=== The input ===

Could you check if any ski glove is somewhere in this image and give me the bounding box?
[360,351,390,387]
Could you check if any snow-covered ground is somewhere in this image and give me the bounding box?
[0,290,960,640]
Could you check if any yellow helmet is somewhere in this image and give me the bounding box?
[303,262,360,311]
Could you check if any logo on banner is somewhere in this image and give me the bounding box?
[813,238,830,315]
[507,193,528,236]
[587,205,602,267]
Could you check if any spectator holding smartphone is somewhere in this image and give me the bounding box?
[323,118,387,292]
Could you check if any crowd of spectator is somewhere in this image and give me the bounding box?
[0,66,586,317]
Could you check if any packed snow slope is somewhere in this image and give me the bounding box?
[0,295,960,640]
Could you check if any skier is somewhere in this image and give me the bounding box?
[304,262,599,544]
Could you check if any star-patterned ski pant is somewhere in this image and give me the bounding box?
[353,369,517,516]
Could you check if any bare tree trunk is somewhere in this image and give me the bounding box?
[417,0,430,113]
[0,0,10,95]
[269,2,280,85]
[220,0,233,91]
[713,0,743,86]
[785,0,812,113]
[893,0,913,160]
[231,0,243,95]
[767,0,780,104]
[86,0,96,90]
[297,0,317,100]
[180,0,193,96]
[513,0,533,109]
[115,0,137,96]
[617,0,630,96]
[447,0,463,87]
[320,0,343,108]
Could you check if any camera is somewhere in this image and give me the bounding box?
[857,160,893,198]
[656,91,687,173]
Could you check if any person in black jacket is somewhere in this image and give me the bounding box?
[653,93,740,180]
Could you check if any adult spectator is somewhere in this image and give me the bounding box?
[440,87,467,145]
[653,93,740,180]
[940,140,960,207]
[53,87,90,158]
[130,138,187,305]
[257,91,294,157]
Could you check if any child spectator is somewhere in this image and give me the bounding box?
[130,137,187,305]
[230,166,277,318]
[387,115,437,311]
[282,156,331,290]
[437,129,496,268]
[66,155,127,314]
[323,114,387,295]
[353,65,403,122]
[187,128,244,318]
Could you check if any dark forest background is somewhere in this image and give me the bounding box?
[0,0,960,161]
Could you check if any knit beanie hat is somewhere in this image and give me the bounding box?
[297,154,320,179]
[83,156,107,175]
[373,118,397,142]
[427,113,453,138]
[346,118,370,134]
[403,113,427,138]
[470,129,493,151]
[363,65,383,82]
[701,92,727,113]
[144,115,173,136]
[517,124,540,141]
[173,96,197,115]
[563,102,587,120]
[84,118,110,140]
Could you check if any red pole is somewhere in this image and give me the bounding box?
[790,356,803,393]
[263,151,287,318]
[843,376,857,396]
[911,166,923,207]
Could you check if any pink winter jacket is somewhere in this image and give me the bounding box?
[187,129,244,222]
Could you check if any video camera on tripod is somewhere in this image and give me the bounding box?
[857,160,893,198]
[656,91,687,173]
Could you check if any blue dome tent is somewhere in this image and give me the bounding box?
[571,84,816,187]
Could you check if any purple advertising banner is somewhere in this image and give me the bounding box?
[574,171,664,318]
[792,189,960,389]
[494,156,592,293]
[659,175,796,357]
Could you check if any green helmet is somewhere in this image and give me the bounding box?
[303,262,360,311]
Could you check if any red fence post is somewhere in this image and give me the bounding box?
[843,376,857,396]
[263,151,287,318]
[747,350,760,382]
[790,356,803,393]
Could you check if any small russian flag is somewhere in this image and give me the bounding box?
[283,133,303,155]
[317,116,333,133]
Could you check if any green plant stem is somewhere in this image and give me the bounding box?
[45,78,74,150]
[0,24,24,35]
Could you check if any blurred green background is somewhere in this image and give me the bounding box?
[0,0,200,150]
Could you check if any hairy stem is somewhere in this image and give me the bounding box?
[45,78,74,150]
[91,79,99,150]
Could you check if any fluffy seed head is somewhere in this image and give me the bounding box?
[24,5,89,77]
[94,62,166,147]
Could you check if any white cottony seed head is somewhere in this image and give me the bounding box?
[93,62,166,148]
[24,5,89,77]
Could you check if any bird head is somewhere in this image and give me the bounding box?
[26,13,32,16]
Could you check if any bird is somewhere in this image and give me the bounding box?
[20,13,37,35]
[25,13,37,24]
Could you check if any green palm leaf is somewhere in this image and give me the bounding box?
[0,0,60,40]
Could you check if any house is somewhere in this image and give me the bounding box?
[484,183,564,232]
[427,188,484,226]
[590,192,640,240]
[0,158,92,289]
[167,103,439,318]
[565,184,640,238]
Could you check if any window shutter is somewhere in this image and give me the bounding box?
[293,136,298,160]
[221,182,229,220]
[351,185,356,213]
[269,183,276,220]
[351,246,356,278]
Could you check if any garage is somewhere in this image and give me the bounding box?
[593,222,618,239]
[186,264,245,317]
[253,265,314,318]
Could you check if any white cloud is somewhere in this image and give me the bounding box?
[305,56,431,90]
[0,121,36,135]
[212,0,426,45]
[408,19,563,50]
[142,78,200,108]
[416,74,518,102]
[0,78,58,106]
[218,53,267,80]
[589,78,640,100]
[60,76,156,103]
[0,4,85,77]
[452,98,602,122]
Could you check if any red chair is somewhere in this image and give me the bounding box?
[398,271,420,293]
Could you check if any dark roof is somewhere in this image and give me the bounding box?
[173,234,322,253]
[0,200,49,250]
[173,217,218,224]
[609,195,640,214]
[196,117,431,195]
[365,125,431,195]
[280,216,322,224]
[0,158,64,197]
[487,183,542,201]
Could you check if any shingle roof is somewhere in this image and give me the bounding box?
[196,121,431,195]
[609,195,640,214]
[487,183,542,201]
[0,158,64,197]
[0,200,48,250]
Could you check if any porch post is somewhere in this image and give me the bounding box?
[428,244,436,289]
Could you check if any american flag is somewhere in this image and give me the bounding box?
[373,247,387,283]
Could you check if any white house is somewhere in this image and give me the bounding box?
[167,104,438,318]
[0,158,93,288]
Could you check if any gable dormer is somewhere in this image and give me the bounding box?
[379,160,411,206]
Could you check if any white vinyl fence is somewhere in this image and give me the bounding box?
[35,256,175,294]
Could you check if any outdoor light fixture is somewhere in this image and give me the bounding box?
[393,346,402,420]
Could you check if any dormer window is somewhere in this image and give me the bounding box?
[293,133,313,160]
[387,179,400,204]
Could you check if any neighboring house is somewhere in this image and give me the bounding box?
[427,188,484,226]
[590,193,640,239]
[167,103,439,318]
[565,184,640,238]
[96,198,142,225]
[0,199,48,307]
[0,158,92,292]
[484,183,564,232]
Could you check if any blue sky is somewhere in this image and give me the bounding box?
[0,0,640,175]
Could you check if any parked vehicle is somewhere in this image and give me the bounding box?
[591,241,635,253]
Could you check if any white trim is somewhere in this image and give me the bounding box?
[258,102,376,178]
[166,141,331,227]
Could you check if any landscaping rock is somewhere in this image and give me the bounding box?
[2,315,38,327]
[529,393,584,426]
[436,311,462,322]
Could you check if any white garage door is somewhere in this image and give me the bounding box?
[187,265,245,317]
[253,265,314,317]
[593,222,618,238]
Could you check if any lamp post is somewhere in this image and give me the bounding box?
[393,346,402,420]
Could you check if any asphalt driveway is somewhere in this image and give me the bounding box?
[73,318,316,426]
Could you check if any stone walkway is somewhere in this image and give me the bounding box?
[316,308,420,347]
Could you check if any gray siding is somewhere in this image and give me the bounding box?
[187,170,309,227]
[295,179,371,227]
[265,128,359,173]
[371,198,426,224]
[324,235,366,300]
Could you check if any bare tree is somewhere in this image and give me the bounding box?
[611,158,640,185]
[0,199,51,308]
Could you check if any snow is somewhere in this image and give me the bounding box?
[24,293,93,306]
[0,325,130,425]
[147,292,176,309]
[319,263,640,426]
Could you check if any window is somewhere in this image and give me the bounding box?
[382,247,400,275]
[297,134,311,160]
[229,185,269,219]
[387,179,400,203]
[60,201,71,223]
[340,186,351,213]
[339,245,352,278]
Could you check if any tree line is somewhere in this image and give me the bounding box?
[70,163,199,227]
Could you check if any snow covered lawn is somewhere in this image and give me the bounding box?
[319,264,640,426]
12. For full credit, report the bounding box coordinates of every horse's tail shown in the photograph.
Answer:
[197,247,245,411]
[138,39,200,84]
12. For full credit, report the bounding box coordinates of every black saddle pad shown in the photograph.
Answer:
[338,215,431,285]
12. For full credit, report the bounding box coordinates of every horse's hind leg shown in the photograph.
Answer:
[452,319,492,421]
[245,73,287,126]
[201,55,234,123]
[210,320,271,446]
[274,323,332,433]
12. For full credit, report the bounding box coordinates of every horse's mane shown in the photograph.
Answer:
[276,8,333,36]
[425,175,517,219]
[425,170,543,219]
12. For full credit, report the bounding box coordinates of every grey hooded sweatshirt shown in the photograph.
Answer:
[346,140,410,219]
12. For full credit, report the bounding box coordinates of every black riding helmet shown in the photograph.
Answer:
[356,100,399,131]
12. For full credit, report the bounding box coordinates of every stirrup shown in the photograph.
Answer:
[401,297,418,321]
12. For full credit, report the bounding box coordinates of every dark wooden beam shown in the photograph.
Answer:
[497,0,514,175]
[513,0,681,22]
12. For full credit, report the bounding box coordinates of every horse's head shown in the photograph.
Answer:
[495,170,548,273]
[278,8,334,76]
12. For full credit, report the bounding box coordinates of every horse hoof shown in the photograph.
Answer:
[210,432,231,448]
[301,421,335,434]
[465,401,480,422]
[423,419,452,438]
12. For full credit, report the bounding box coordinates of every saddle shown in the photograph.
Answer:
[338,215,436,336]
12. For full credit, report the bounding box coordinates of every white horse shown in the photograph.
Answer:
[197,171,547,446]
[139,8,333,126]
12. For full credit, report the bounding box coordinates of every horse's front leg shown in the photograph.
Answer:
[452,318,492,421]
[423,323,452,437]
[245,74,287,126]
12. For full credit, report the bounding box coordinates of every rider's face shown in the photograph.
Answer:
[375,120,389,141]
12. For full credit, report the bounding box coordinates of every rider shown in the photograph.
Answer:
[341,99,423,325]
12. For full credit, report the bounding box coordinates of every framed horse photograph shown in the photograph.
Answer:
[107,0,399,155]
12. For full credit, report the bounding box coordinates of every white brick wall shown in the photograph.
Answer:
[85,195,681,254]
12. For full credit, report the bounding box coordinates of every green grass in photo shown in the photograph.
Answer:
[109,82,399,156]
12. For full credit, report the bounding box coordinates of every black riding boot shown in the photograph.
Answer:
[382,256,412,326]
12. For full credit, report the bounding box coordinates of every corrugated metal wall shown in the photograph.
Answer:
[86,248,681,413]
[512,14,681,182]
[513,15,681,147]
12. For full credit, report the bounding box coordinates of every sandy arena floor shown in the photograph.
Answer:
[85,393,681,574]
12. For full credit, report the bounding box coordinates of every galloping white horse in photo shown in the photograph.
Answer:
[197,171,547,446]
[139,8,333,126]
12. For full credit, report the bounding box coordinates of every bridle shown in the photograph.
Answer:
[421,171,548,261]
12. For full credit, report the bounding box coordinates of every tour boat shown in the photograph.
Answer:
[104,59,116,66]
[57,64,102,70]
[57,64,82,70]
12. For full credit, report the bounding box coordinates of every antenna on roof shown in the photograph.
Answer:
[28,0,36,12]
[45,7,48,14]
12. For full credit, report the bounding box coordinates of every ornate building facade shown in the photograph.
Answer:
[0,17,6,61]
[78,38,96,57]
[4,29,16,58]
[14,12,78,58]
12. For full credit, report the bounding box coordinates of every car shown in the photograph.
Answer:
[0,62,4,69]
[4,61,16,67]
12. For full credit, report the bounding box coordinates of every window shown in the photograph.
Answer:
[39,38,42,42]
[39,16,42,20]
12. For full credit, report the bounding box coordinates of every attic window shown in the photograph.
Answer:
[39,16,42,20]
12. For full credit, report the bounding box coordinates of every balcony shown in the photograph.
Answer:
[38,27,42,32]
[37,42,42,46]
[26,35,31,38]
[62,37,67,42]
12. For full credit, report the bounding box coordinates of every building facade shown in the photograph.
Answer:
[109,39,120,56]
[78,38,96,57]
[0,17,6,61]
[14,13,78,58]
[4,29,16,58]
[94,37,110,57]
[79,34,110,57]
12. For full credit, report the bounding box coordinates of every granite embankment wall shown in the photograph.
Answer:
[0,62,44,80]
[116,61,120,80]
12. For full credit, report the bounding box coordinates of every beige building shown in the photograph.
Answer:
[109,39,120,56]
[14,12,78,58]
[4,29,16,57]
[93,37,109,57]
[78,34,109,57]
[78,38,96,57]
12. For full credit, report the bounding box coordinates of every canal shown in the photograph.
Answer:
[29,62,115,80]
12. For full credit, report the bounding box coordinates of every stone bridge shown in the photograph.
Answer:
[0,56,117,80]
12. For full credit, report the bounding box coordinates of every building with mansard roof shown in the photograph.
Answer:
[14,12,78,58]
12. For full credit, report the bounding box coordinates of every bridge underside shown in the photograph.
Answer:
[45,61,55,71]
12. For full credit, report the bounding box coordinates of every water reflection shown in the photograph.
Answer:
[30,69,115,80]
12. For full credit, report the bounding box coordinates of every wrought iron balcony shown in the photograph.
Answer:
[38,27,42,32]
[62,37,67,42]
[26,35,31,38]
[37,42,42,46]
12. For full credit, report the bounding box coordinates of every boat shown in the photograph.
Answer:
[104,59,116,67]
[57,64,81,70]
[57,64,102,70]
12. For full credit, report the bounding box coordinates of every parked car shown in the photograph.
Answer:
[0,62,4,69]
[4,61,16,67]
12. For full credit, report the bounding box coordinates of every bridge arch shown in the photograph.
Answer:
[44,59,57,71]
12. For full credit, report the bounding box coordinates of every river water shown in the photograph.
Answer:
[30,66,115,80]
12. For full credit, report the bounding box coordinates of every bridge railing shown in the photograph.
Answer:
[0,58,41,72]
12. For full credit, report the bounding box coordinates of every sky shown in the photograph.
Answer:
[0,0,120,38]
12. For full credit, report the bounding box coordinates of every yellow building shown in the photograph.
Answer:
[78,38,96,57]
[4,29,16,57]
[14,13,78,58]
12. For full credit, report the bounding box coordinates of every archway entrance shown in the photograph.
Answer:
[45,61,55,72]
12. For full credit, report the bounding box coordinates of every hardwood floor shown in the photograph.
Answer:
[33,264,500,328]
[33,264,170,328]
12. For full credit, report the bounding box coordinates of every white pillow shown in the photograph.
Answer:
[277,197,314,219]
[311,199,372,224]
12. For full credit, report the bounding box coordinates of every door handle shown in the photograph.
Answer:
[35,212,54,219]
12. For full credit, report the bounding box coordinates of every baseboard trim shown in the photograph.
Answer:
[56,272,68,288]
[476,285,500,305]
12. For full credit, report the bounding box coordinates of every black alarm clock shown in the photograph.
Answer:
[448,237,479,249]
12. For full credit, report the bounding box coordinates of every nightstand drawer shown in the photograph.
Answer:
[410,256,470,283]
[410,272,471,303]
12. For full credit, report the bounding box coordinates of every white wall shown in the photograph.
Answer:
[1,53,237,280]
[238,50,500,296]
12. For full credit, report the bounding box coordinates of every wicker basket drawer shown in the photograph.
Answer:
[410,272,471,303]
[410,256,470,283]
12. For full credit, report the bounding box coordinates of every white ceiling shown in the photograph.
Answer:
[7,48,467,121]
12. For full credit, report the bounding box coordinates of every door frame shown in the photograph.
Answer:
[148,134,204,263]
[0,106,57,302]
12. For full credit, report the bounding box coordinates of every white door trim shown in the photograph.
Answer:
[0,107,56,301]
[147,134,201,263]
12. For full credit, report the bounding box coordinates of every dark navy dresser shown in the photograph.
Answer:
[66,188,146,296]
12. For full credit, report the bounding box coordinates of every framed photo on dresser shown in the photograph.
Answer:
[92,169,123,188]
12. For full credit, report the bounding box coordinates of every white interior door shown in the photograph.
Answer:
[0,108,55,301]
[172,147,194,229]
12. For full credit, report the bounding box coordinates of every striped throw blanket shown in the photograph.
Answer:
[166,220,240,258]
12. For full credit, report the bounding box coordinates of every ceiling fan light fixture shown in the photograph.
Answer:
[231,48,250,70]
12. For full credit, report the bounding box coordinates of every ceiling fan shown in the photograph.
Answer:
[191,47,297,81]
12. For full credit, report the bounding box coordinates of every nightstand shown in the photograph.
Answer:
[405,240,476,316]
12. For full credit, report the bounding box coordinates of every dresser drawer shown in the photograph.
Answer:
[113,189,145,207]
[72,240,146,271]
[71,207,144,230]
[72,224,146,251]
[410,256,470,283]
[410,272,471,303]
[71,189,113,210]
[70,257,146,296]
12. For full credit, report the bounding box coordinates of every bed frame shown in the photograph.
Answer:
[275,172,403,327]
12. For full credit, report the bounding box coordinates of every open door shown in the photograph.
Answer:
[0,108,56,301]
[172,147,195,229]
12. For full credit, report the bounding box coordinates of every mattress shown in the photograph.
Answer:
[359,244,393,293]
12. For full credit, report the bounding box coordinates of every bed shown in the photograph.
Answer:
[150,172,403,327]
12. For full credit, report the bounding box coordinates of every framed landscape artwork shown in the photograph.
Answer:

===

#### [Goal]
Update the rows starting with the line that contains "pad shown in the photograph." and going on through the line that contains "[425,170,543,219]", replacing "horse's mane" with "horse's tail" and leaving everything else unchanged. Give only those lines.

#### [Task output]
12. For full credit, report the bounding box coordinates of every black saddle pad shown in the photograph.
Answer:
[338,215,431,285]
12. For full credit, report the bounding box coordinates of every horse's hind leg shown in the photograph.
Answer:
[452,319,492,421]
[245,73,287,126]
[201,55,234,123]
[210,320,271,446]
[274,323,332,433]
12. For full credit, report the bounding box coordinates of every horse's tail shown in the photograph.
Answer:
[276,8,333,36]
[425,175,517,219]
[425,170,543,219]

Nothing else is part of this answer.